## [Brief]
Return each line of the listing below that contains the string "american". Case counts.
***
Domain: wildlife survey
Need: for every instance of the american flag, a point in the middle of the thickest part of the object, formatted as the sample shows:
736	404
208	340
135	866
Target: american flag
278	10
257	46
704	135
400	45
***
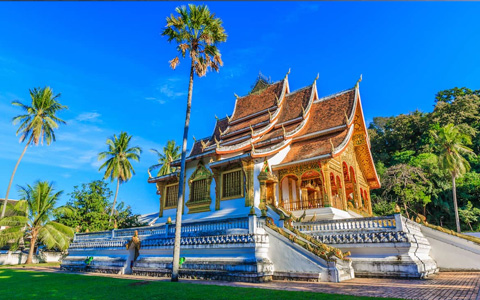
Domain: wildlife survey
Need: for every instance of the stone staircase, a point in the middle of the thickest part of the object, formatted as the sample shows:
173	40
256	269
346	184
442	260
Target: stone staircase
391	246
***
## [Full output]
Need: for every instance of the american flag, a point in the middle of the thickest part of the object, formatted as the sample shows:
Target: american flag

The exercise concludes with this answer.